── Texto extraído ──

Si Curro Jiménez volviera a las andadas pensaría que existe mucho intrusismo en su profesión. Alarmado por ver tantas personas tapándose la cara deduciría que todo el mundo se ha 'echado al monte' rebelándose contra el orden establecido en busca de independencia y libertad. La vida tiene curiosas paradojas porque llevar la mascarilla hoy en día significa todo lo contrario: obediencia y acatamiento a las normas, prevención ante la calamidad y miedo? mucho miedo. Curro Jiménez era valeroso y todo un caballero, tanto era así que en muchas ocasiones se abstenía de llevar pañuelo en la boca y no se avergonzaba de ser el gran bandolero que fue ni de mostrar su identidad. Tenía claros sus principios en defensa de los más desfavorecidos y la gente humilde. Hoy en día nos tapamos la parte libre de la cara que dejaba 'el Zorro', otro justiciero a quien le valía el antifaz y el sombrero para ocultar su identidad, pero nosotros no pretendemos ocultarnos, pretendemos protegernos contra un virus invisible que nos sobrevuela como una espada de Damocles para amenazar nuestra actual forma de vida. Andamos cubiertos de fosas nasales para abajo, sumándole en muchas ocasiones las gafas de sol, con lo que andamos convertidos en fantasmales ' mariol·los' escapados de un extraño carnaval que se alarga en el tiempo hasta el caluroso verano. Y es que podríamos pensar que la ocultación que vivimos también sirve para ocultar nuestra identidad, aunque lejos del espíritu trasgresor del carnaval, la máscara nos aliena, nos convierte en portadores y representantes del temor por la enfermedad, el temor por perder la libertad y el temor por desprendernos de los privilegios adquiridos.

Curiosamente este panorama se convierte en terreno abonado para aquellos que sí pretenden ocultar su identidad, aquellos bandidos cotidianos que hoy van a cruzarse con nosotros sin ser reconocidos, aquellos que tienen algo que ocultar y necesitan pasar desapercibidos para seguir haciendo sus fechorías. Más de uno podría pensar que ahora estamos más desprotegidos que antes, ya que con la mascarilla no se detecta a la persona, quedando expuestos a algún ataque malintencionado del cual sea difícil poder identificar a los culpables. Quien tenga un teléfono móvil con reconocimiento facial sabe que los algoritmos actuales tienen muchas dificultades para reconocer caras con mascarilla incluida, algo extensible a las cámaras de seguridad de aeropuertos o estaciones de tren y autobús.

───
── Datos proporcionados ──

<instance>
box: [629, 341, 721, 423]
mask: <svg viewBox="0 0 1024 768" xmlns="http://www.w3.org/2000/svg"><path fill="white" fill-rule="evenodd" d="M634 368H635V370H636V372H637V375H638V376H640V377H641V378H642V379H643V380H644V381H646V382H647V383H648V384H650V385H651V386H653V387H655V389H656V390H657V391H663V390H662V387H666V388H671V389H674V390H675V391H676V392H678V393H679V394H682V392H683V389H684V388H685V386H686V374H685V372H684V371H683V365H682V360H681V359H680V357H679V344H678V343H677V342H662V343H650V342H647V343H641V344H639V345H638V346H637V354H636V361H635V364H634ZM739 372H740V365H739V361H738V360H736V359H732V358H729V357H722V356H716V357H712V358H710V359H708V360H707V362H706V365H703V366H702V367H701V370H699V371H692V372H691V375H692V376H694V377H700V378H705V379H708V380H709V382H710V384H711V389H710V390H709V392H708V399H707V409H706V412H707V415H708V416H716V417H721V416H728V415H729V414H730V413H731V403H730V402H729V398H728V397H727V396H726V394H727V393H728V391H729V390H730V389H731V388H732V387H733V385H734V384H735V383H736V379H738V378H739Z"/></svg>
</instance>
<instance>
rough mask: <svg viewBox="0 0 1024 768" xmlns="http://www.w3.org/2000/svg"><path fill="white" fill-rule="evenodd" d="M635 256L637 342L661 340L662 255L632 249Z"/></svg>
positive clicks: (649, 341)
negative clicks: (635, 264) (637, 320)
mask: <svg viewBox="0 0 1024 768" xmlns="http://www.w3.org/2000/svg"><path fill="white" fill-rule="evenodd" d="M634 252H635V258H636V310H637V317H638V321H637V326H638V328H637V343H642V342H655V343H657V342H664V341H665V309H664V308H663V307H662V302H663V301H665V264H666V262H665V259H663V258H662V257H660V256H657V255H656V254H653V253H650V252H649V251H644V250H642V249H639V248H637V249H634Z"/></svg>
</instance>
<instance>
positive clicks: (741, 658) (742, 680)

───
── Datos proporcionados ──

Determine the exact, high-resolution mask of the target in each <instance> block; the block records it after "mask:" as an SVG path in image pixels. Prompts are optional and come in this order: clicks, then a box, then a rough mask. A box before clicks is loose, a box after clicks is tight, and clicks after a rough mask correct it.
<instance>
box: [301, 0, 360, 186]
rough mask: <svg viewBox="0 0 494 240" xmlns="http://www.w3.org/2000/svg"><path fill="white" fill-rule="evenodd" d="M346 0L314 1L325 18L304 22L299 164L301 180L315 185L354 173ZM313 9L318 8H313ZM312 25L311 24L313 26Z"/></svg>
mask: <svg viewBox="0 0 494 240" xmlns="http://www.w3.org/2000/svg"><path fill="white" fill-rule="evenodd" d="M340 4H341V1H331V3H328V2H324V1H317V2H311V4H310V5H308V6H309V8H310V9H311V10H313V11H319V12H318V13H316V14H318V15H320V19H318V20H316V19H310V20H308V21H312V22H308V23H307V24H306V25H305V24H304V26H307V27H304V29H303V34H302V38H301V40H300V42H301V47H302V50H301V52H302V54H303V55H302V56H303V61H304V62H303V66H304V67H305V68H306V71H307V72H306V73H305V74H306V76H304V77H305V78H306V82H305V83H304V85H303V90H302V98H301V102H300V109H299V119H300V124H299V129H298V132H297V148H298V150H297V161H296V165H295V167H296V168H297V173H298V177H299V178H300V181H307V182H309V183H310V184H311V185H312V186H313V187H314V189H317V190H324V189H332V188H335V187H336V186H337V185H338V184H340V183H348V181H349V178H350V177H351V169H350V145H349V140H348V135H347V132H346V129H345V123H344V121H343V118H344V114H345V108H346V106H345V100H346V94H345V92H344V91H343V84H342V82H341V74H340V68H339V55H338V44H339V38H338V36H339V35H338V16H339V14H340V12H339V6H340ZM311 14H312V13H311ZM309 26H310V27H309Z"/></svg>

───

▸ **Tarea A**: En el texto sobre las mascarillas, ¿qué le bastaba al Zorro para ocultar su identidad?
▸ **Tarea B**: Enumera los temores de los que, según el texto sobre las mascarillas, la máscara nos convierte en portadores y representantes.
▸ **Tarea C**: Prolonga el texto sobre las mascarillas a partir de su última frase.

▸ **Tu respuesta A**: El antifaz y el sombrero.

▸ **Tu respuesta B**:
- El temor por la enfermedad
- El temor por perder la libertad
- El temor por desprendernos de los privilegios adquiridos

▸ **Tu respuesta C**:
Me cuesta imaginar la vida de alguien con mascarilla tras el 11-S, donde la obsesión por la seguridad era máxima y llevar turbante y barba ya significaba ser sospechoso. Entonces llevar mascarilla hubiera sido un problema por los excesivos controles de identidad que se impusieron, cuando hoy, con la obligatoriedad de llevarla puesta, se prioriza la seguridad sanitaria por encima del hecho de comprobar la identidad de las personas y con ello la posibilidad que puedan circular libremente sujetos con antecedentes peligrosos. Aunque este es un tema que parece relegado a un segundo plano como si el tipo de seguridad que se nos debe garantizar fuera una cuestión de modas pasajeras, expuestos a las prioridades del momento que desatiendan otras formas de protección. Aun así, puestos a proteger nuestra salud e incluir prohibiciones a nuestra libertad, podría hacerse extensivo a otras cuestiones que afectan a la salud pública tales como la contaminación ambiental donde no parece existir tanto celo a la hora de limitar acciones contraproducentes. Sea como fuere, protegernos de este virus significa mirar más allá e incidir en las causas que lo provocaron y que pueden ser el origen de nuevas pandemias. Por tanto hace falta una política común y no tan sólo actuaciones locales que siempre nos dejarán expuestos a que la amenaza siga viva.